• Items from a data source
■ ■ ■

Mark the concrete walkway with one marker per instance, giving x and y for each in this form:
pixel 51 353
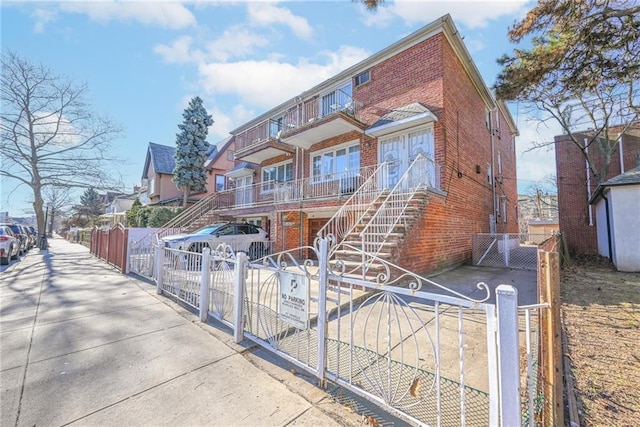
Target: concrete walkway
pixel 82 344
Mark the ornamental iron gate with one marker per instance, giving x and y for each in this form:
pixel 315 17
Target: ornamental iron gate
pixel 416 348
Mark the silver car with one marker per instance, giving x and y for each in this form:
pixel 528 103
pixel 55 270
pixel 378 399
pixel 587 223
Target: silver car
pixel 242 237
pixel 9 245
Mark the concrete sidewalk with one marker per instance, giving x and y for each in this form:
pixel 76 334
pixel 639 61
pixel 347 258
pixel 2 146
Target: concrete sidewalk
pixel 82 344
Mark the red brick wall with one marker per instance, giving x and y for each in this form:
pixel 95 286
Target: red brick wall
pixel 573 207
pixel 442 236
pixel 430 73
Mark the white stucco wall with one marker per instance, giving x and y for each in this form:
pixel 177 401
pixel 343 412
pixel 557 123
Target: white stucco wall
pixel 625 210
pixel 601 228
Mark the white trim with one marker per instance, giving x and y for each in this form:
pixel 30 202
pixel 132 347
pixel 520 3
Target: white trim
pixel 407 131
pixel 402 125
pixel 334 147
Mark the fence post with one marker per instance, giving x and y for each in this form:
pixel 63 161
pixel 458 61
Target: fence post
pixel 127 251
pixel 550 334
pixel 492 365
pixel 158 262
pixel 508 356
pixel 204 284
pixel 239 281
pixel 323 260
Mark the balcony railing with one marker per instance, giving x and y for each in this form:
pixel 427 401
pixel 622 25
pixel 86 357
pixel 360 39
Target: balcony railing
pixel 297 116
pixel 325 186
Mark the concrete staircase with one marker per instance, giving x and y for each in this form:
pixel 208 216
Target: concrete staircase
pixel 358 253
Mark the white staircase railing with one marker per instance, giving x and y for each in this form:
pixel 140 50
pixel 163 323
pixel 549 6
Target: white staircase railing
pixel 393 210
pixel 352 211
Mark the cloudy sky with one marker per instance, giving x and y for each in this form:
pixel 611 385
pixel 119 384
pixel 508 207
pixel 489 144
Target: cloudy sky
pixel 144 60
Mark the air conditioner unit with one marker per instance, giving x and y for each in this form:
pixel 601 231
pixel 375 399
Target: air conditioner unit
pixel 349 185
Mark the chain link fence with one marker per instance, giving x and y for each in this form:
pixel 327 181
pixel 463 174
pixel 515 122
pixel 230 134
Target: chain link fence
pixel 510 250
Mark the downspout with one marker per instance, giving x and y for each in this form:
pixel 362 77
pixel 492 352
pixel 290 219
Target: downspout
pixel 621 156
pixel 606 207
pixel 493 170
pixel 586 162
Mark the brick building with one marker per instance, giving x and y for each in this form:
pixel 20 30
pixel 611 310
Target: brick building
pixel 416 115
pixel 576 184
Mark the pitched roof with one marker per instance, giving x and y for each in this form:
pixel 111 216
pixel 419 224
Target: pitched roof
pixel 161 157
pixel 630 177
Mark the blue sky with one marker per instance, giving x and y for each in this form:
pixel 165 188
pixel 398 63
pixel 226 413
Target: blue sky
pixel 144 60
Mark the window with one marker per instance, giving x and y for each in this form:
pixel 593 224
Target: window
pixel 338 100
pixel 362 78
pixel 275 126
pixel 220 183
pixel 334 164
pixel 276 173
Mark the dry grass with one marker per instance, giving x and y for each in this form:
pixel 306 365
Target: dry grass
pixel 601 309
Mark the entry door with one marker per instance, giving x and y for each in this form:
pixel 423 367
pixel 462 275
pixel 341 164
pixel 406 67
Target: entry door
pixel 392 153
pixel 400 151
pixel 244 196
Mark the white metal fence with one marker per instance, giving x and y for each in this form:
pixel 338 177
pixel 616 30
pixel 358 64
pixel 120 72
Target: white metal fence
pixel 416 348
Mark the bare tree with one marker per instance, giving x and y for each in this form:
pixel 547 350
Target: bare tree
pixel 57 200
pixel 593 121
pixel 50 137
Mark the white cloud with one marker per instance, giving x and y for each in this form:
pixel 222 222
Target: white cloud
pixel 236 41
pixel 42 18
pixel 266 83
pixel 471 13
pixel 227 120
pixel 534 164
pixel 173 15
pixel 178 52
pixel 268 14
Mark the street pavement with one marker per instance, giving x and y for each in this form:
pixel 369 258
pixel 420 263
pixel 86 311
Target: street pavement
pixel 82 344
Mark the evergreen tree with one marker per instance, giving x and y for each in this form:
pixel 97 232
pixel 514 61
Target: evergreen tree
pixel 191 149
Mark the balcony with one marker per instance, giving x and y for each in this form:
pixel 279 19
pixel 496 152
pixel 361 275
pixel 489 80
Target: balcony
pixel 320 118
pixel 336 185
pixel 261 142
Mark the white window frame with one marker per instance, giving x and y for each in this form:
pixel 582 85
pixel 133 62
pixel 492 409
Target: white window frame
pixel 224 182
pixel 267 186
pixel 356 83
pixel 324 176
pixel 335 89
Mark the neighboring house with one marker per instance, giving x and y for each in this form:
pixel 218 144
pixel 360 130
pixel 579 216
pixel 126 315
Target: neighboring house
pixel 538 214
pixel 157 174
pixel 117 210
pixel 546 226
pixel 576 185
pixel 412 133
pixel 617 211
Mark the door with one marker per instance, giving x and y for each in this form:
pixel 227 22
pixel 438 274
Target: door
pixel 400 151
pixel 244 195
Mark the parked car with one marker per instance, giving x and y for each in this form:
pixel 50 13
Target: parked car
pixel 242 237
pixel 22 238
pixel 9 245
pixel 31 239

■ ■ ■

• STATED TASK
Your task is to repeat the data above exactly while excluding the pictures.

• REPLY TO THE TASK
Mark the concrete walkway with one marker per instance, giving x and y for each in this form:
pixel 51 353
Target: concrete walkway
pixel 82 344
Mark the ornamental iron gate with one marker per instance, giving x and y for each in this form:
pixel 315 17
Target: ornamental iron gate
pixel 416 348
Mark the silver car with one marker per instance, giving x and y for each in this form:
pixel 528 103
pixel 55 270
pixel 378 399
pixel 587 223
Target: silver car
pixel 242 237
pixel 9 245
Mark the concrete sidewalk with one marker per instance, giving x and y for each in this form:
pixel 76 334
pixel 639 61
pixel 347 258
pixel 2 146
Target: concrete sidewalk
pixel 82 344
Mark the red brick wall with one marker per instance, giving x and y for each in this form:
pixel 95 286
Target: red brick wall
pixel 573 207
pixel 442 236
pixel 430 73
Mark the white stucco wall with one marker per instance, giving x and y for each in this form:
pixel 177 401
pixel 343 412
pixel 557 123
Target: white stucco wall
pixel 625 210
pixel 601 228
Mark the white trim with one marker per instance, giving x and y for each in this form:
pixel 30 202
pixel 132 347
pixel 520 3
Target: white trim
pixel 407 131
pixel 402 125
pixel 334 147
Mark the fence post with one marker per instance, giving x and y for each in this form:
pixel 63 161
pixel 458 61
Target: fence post
pixel 127 251
pixel 550 334
pixel 492 365
pixel 158 262
pixel 508 356
pixel 204 284
pixel 239 281
pixel 323 260
Mark the balcony railing with one marker per instance, giving x and y for each in this form:
pixel 427 401
pixel 622 25
pixel 86 357
pixel 360 39
Target: balcony railing
pixel 297 116
pixel 325 186
Mark the concrete staircase with one marker per instance, giving x and y for each in this form:
pixel 208 216
Target: concrete staircase
pixel 358 253
Mark the white staircase railing with one marker per instance, giving x and y for each in this form:
pixel 140 50
pixel 163 323
pixel 549 6
Target: white staircase railing
pixel 393 210
pixel 352 211
Mark the cloudy sky with one marker per instance, giving x and y for each in this form:
pixel 611 385
pixel 119 384
pixel 508 207
pixel 489 144
Target: cloudy sky
pixel 144 60
Mark the air conditioner unit with one marker per instance, giving x and y for each in this form:
pixel 601 231
pixel 375 399
Target: air conditioner unit
pixel 349 185
Mark the chain link fence with one marker per instance, giving x and y for each in this form:
pixel 327 181
pixel 463 174
pixel 515 122
pixel 230 134
Target: chain link fence
pixel 510 250
Mark the downspout with one marker per instance, giving x and y for each in this form:
pixel 362 77
pixel 492 352
pixel 290 219
Target: downspout
pixel 621 156
pixel 606 207
pixel 493 170
pixel 586 162
Mark the brick building with one marker per instance, giving x and y for each in this form:
pixel 20 30
pixel 611 310
Target: brick building
pixel 416 115
pixel 576 184
Mark the pitched roof with one marker per instance, giving x and y for each in this form:
pixel 111 216
pixel 419 224
Target: pitched roof
pixel 161 157
pixel 630 177
Mark the blue sky with one marker per instance, giving x and y for each in this form:
pixel 165 188
pixel 398 63
pixel 226 413
Target: blue sky
pixel 144 60
Mark the window with one marker per instance, giving x and y for each in this form:
pixel 593 224
Target: window
pixel 338 100
pixel 362 78
pixel 275 126
pixel 220 183
pixel 334 164
pixel 276 173
Mark the dry grass with one marker per instance, giving x and y for each in this form:
pixel 306 365
Target: dry grass
pixel 601 309
Mark the entry door with one marker per instance, giving x and y for each in this form:
pixel 423 367
pixel 462 275
pixel 341 164
pixel 406 67
Target: entry door
pixel 392 153
pixel 400 151
pixel 244 196
Mark the white metal fence with one marker per instance, giving x and y for each in this form:
pixel 338 177
pixel 616 30
pixel 358 64
pixel 120 72
Target: white metal fence
pixel 416 348
Mark the bare tree with one marker per instance, giving x and y for each in this form:
pixel 547 350
Target: bare tree
pixel 57 200
pixel 593 121
pixel 50 137
Mark the white cloud with one marker per instance, giving x and y for each in this form:
pixel 222 222
Target: white cloud
pixel 236 41
pixel 42 18
pixel 266 83
pixel 471 13
pixel 227 120
pixel 534 164
pixel 173 15
pixel 178 52
pixel 268 14
Mark the street pavement with one marker per instance, giving x and y for each in this form:
pixel 369 258
pixel 420 263
pixel 86 311
Target: street pavement
pixel 82 344
Mark the evergreen tree with one marker per instance, giving x and y for each in this form:
pixel 97 232
pixel 514 61
Target: evergreen tree
pixel 191 149
Mark the balcony with one marker per instance, giving x and y for each in this form:
pixel 279 19
pixel 496 152
pixel 361 275
pixel 489 80
Target: balcony
pixel 320 118
pixel 336 185
pixel 261 142
Mark the white window frame with one marker per instance, giving x and y for each in this form:
pixel 582 85
pixel 133 62
pixel 492 409
Target: white window frame
pixel 224 182
pixel 267 186
pixel 356 83
pixel 324 176
pixel 335 89
Mark the neighboring house with one marker per instance, giving x and y for each in this form:
pixel 218 144
pixel 360 130
pixel 579 216
pixel 126 315
Target: neighboring house
pixel 538 214
pixel 157 174
pixel 117 210
pixel 546 226
pixel 576 185
pixel 412 133
pixel 617 211
Mark the door with one marker per instance, giving x and y for each in this form:
pixel 227 22
pixel 438 274
Target: door
pixel 400 151
pixel 244 195
Mark the parked car with one marker per instance, giving x and y for each in this form:
pixel 50 13
Target: parked car
pixel 242 237
pixel 22 238
pixel 9 245
pixel 31 239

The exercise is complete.